Magazine :

I Like the Size of Your Gun: Finding Your Promised Man in the Promised Land

By Rachel Lieff Axelbank
As a single, twenty-something Jewish coquette, I, like many of my single, twenty-something Jewish coquette peers, am plagued by a conjunction of that constant onus to date and marry a nice Jewish boy and my suspicion that, well, I’m just not attracted to nice Jewish boys. Blame it on an evolutionarily supported predilection for genetic diversity; whatever it’s about, they’re lacking something. Something that grabs me. Something that’s patently not lacking in the tow-headed, Roman numeraled squash players I knew at Princeton or the smoldering immigrati recenti who—far more than the cannoli—make so tempting my jaunts to the North End of Boston.

Israeli Jews, however, are a different story.

The time I saw Jon Stewart doing live stand-up, he drew a distinction that captured this phenomenon perfectly.

“You have American Jews, who are the ‘let me help you with your tax return’ Jews,” he said. “And you have Israeli Jews, who are the ‘hold my machine gun while I take a leak’ Jews.” Could he have put it any better?

The contrast is so marked and moreover, reliable, that I almost think it merits its own idiom. I can just hear the Emerald City doorman telling Dorothy et al: “Well, that’s a Jew of a different nationality—come on in!”

Here’s the weird, and also awesome part: these Israelis seem to have a similar appetite (to say the least) for us American maidels.

While in Jerusalem for work this past summer, I found myself awaiting security clearance to enter Prime Minister Olmert’s office, with ample time to feast my eyes on the secret service guys. As I wondered whether I would ever get my passport back, I was pleased to realize that my appreciative glances were being returned by these men—men fit for a Vogue photo spread (although the next page would feature them divested of fatigues and down to only their Yigal Azrouël briefs and surveillance headsets). As I passed through the third and final metal detector, I turned to catch a wink from the cutest one. And although I very coolly met the wink with a coy smile and a toss of my hair, what I really wanted was to run back, throw my arms around his knees and cry with gratitude, “You like me; you really like me!”

• [Data provided]
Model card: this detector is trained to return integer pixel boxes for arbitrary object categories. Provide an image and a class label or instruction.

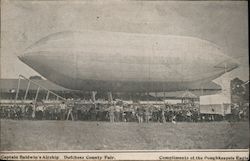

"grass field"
[0,120,249,150]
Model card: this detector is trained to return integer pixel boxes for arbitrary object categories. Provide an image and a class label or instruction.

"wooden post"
[15,77,21,104]
[23,81,30,101]
[108,92,113,102]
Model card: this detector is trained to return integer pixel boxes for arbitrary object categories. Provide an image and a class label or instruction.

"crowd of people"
[0,101,249,123]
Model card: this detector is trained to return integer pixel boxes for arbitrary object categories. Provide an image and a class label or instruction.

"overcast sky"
[1,0,249,80]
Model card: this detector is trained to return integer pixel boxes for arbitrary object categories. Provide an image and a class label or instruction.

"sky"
[0,0,249,80]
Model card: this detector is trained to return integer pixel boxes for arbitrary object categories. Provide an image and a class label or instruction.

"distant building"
[230,78,249,104]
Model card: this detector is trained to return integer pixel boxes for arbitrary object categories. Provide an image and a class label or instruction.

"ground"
[0,120,249,150]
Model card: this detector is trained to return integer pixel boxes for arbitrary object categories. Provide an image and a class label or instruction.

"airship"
[18,31,239,92]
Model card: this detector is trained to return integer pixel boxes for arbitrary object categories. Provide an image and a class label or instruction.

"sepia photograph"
[0,0,249,160]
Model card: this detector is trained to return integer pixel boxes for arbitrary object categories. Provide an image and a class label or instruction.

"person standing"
[60,102,66,120]
[109,105,115,123]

• [Exercises to complete]
A) Answer these questions from the essay about dating Israeli men:
(i) Where did the author know the tow-headed squash players?
(ii) Who drew the distinction between American Jews and Israeli Jews during a live stand-up show?
(iii) Whose office was the author waiting to enter while in Jerusalem?
B) Copy the essay's text from "I Like the Size" up to and including "End of Boston.".
C) Rewrite the essay's paragraph beginning "While in Jerusalem for work this past summer" in shorter form, keeping its main facts.

• [Results of the exercise]
A)
(i) At Princeton.
(ii) Jon Stewart.
(iii) Prime Minister Olmert's office.

B)
I Like the Size of Your Gun: Finding Your Promised Man in the Promised Land

By Rachel Lieff Axelbank
As a single, twenty-something Jewish coquette, I, like many of my single, twenty-something Jewish coquette peers, am plagued by a conjunction of that constant onus to date and marry a nice Jewish boy and my suspicion that, well, I’m just not attracted to nice Jewish boys. Blame it on an evolutionarily supported predilection for genetic diversity; whatever it’s about, they’re lacking something. Something that grabs me. Something that’s patently not lacking in the tow-headed, Roman numeraled squash players I knew at Princeton or the smoldering immigrati recenti who—far more than the cannoli—make so tempting my jaunts to the North End of Boston.

C) In Jerusalem for work this past summer, the author waited for security clearance to enter Prime Minister Olmert's office and admired the secret service guys, who returned the glances. At the third and final metal detector, the cutest one winked. The author answered coolly with a coy smile and a toss of the hair but really wanted to run back and cry, "You like me; you really like me!"